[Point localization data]
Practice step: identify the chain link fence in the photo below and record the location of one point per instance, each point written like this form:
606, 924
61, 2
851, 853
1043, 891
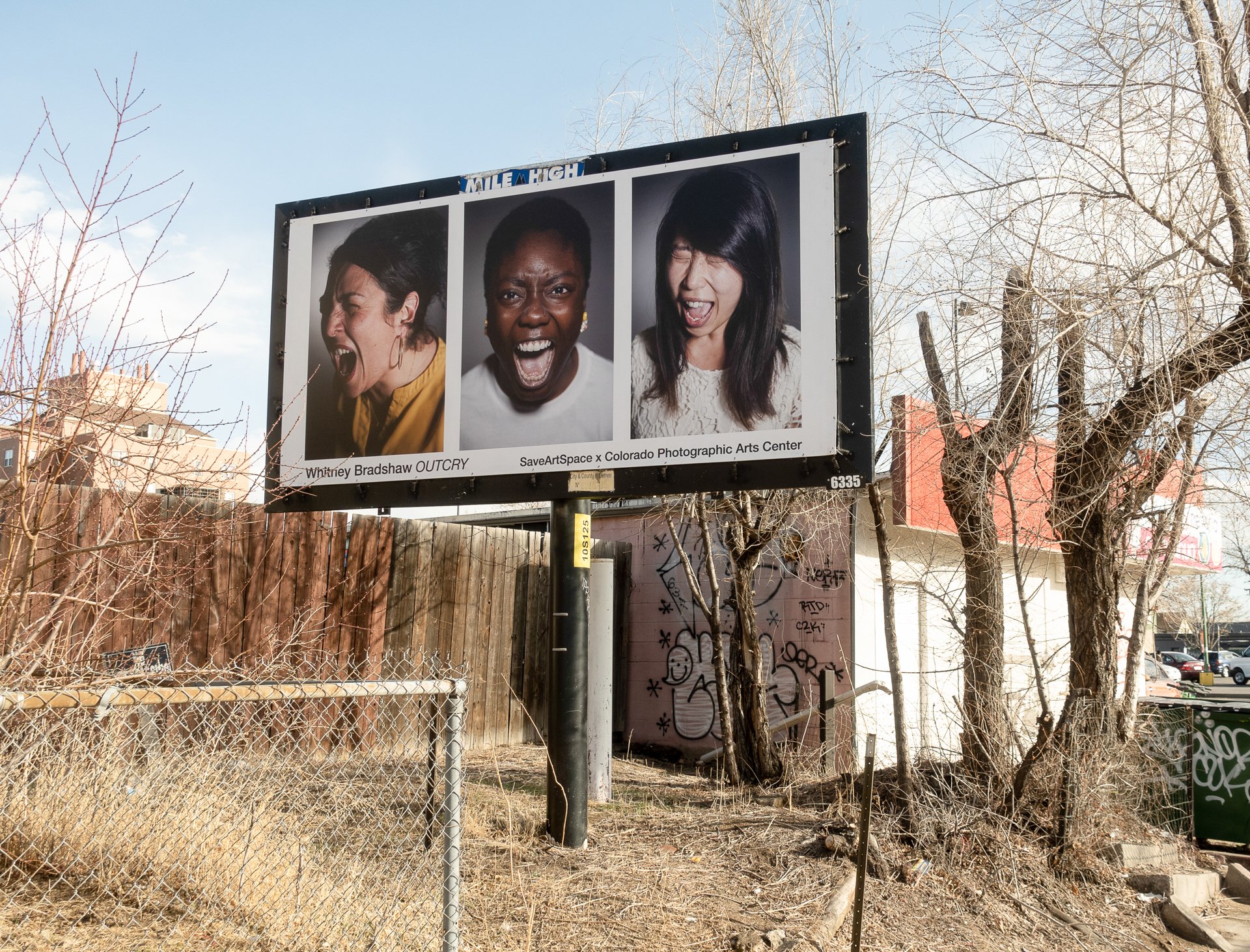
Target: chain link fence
278, 815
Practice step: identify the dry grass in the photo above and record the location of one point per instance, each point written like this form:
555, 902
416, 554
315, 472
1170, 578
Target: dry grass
298, 854
674, 862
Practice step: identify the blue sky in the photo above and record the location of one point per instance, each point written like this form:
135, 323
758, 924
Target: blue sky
263, 103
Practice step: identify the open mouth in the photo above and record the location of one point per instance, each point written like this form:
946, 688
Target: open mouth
534, 360
344, 361
695, 312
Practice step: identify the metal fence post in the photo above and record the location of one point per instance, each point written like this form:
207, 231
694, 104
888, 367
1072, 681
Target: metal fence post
452, 819
828, 733
861, 847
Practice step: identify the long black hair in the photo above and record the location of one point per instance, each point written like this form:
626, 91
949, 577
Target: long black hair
406, 251
727, 211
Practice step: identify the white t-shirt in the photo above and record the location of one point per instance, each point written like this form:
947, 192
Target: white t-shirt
581, 414
702, 406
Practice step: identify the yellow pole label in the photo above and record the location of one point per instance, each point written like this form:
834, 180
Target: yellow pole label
581, 540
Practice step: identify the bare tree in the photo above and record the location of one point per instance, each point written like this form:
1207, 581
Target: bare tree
77, 374
1107, 145
974, 457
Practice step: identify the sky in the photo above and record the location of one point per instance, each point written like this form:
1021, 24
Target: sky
264, 103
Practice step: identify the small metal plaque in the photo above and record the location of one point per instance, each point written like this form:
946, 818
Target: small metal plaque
593, 482
149, 659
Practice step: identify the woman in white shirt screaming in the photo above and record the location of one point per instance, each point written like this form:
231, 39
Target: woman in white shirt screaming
539, 385
720, 357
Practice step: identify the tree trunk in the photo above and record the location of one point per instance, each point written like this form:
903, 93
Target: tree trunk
1143, 605
1092, 573
758, 754
891, 655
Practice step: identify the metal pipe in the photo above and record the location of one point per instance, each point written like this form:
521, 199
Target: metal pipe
453, 749
566, 668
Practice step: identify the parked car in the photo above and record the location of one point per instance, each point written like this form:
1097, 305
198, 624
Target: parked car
1220, 661
1159, 680
1159, 671
1189, 666
1240, 670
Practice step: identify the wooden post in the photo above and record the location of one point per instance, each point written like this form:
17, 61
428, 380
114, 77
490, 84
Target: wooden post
861, 850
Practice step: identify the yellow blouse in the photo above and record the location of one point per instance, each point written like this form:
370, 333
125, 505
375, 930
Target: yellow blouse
414, 416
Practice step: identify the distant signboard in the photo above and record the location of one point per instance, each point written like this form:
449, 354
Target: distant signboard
689, 316
149, 659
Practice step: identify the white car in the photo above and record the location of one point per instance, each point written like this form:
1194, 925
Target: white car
1240, 670
1159, 671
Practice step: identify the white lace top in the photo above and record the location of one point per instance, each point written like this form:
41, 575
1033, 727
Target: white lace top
702, 407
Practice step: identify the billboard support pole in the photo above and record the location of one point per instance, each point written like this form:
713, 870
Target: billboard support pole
568, 673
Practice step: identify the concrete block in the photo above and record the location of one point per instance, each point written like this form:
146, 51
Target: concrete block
1183, 921
1193, 889
1130, 856
1236, 881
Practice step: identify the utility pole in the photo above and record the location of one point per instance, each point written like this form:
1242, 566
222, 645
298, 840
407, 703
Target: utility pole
568, 748
1202, 599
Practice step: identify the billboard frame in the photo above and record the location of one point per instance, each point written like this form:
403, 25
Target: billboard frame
852, 463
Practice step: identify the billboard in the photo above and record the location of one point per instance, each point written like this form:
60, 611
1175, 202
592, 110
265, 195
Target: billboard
690, 316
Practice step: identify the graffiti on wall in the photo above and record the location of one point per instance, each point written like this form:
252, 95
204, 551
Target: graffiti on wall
797, 635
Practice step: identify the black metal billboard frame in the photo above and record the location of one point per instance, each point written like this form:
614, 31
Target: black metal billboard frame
854, 360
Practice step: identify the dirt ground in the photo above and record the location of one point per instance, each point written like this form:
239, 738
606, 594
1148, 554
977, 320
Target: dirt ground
674, 862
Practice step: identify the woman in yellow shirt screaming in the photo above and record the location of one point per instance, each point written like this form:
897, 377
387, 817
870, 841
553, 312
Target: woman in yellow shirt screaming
391, 369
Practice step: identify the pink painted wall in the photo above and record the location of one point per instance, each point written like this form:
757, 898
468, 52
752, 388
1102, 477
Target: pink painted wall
804, 611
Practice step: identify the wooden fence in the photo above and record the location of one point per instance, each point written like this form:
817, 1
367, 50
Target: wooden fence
315, 595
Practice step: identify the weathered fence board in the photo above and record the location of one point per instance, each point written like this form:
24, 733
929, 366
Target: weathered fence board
315, 593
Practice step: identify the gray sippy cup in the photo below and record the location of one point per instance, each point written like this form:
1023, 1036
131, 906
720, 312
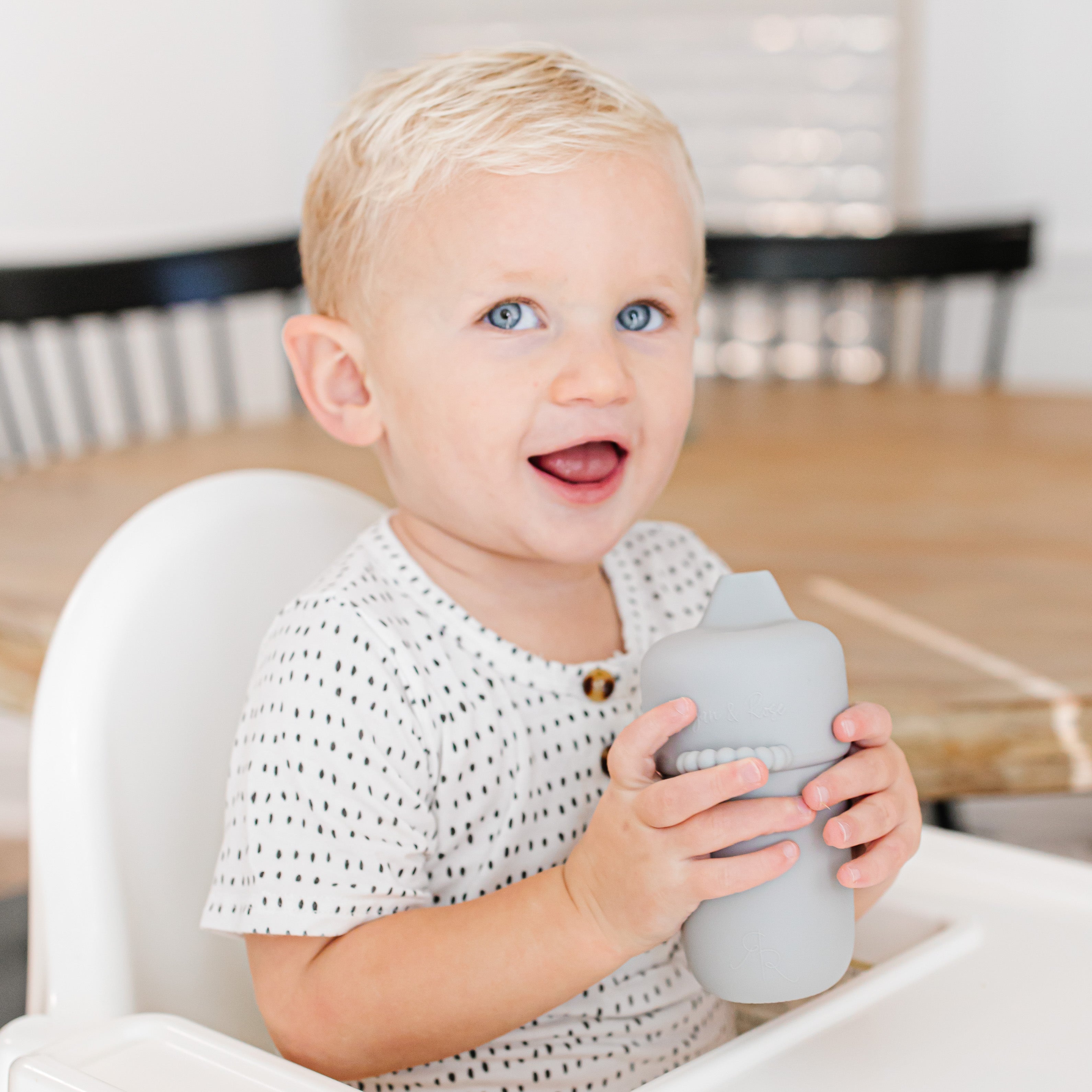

# EXERCISE DETAILS
All the lines above need to be repeated exactly, with no pictures carried over.

# OUTPUT OF THE TASK
Practice step: identify the chain link fence in the photo below and record the location of one point per instance, each point written like this form:
606, 924
61, 2
851, 853
1043, 891
Target: chain link fence
278, 815
Practice step: identify the dry grass in the photo above and record the location of one point per instance, each point written like this form:
555, 902
416, 554
315, 472
1170, 578
Target: dry grass
298, 854
674, 862
Practice step: identify the blue sky in the photo above and record the location of one point per instance, each point written like this form:
135, 323
758, 924
Target: blue sky
263, 103
Practice step: identify the open mouth in the photo above and record the location of one point per instance, each point written like this form:
946, 688
Target: open mouth
534, 360
344, 361
695, 312
Practice step: identify the metal fence post in the photo above and record the location of one point per instance, each point written like this form:
207, 231
694, 104
888, 367
1072, 681
Target: metal fence post
452, 819
828, 733
861, 847
Practice step: identify the long black hair in the photo above and record the location of one point per instance, each point written like this form:
626, 91
949, 577
Target: long black hair
406, 251
727, 211
Practice step: identify the white t-shirt in the photo above and record the location of one point per instance, each point written like this form:
947, 192
Target: white t-shirt
581, 414
702, 406
Practice step: identify the yellow pole label in the photo above and record the location of one point per instance, each point written like this form:
834, 180
Target: yellow pole label
581, 540
Practice step: identify the bare tree in the photo above and record the location of one point per instance, each point written like this form:
1207, 581
Target: bare tree
77, 374
1107, 145
974, 457
Practice step: identify the sky in the photo above and record the location of one point per instance, each point written like this form:
1021, 24
Target: sky
264, 103
Practice step: identify the small metal plaque in the photo above and record the location of one point per instance, each point written like this form:
946, 818
Target: small metal plaque
593, 482
149, 659
Practice step: identify the woman in white shirt screaming in the photo above and record the location of one point per instance, each point written like this form:
231, 39
Target: woman in white shirt screaming
539, 385
720, 357
Practice step: identify the tree trunk in the photo above and record the location of one point per instance, each point written like this form:
903, 93
Target: tree trunk
1143, 605
1092, 573
758, 754
891, 655
Practice step: identify the metal pipe in the photo above and record the location of one point per instance, each point written like this form:
521, 199
Target: metal pipe
453, 749
566, 668
Practice step: identify the parked car in the photo above and record the location of one point per instance, each point written like this form:
1097, 305
198, 624
Target: parked car
1220, 661
1159, 680
1159, 671
1189, 666
1240, 670
Practice step: identify the wooden post in the photo above and record the location of one point per instance, each point written like this form:
17, 61
428, 380
114, 77
490, 84
Target: wooden post
861, 850
Practice step: identify the yellow blouse in the photo above and record the location of one point per instance, each point written like this form:
370, 333
125, 505
375, 930
Target: yellow blouse
414, 416
Practice step: identify the distant signboard in the photo above and record the location of one point per instance, each point written like this form:
449, 354
Target: distant signboard
689, 316
149, 659
Practice step: identify the white car in the photo above and record the location of one point per instance, each point written like this form:
1194, 925
Target: white car
1240, 670
1159, 671
Practice step: identify the white lace top in the photo above and record the location of one point per instance, each point written like this form:
41, 575
1033, 727
Target: white lace top
702, 407
Practice step: identify the billboard support pole in the photo above and record the location of one point per instance, each point written like this form:
713, 870
Target: billboard support pole
568, 673
Practice step: identify the concrete block in the photo above and record the location of one point per instance, each point written like this form:
146, 51
Target: concrete block
1183, 921
1193, 889
1130, 856
1236, 881
Practice step: identify the utility pole in the photo above and record the location of one point per instance, each point written like this form:
1242, 566
222, 645
298, 840
407, 703
Target: utility pole
568, 748
1202, 599
Practice step: identify the billboard frame in the photo above and record the location of one point per instance, each point written like this form:
403, 25
Target: billboard frame
852, 463
Practice step: identify the billboard in the photo above and record the location of one point per instance, each point written like this form:
60, 611
1175, 202
592, 110
265, 195
Target: billboard
690, 316
Practice step: identify the graffiti on wall in the photo above and record the location of one point per instance, each point written like this form:
252, 95
204, 551
Target: graffiti on wall
797, 635
Practice step: identify the black metal billboard frame in the photo above and record the location of one point per instance, each point written like this form:
614, 31
Target: black metal billboard frame
854, 360
Practice step: identify the dirt ground in the photo above and record the location of one point per instance, each point written like this form:
239, 738
606, 594
1148, 554
977, 320
Target: dirt ground
674, 862
Practice step: identify the woman in yellow shirt screaming in the photo above and record the location of one point per instance, each point written like this form:
897, 377
387, 817
870, 841
553, 312
Target: woman in yellow shirt screaming
391, 369
Practice step: identify the pink painted wall in the photo above and record the location of one point per instance, each point written like this form:
757, 898
468, 52
752, 388
1102, 477
Target: pink painted wall
804, 611
Practice step: identify the wooden fence in the photo above and record the location of one point per instance, each point written like this form:
817, 1
367, 50
Target: wooden fence
315, 595
Practice step: identify the weathered fence board in the photo above and record the location of one point per instance, each point written like this form:
24, 733
929, 366
Target: weathered fence board
315, 593
Practice step: identify the gray sippy cup in the photo below and record the location of one point per instance, each point written like this form:
1023, 1036
131, 906
720, 312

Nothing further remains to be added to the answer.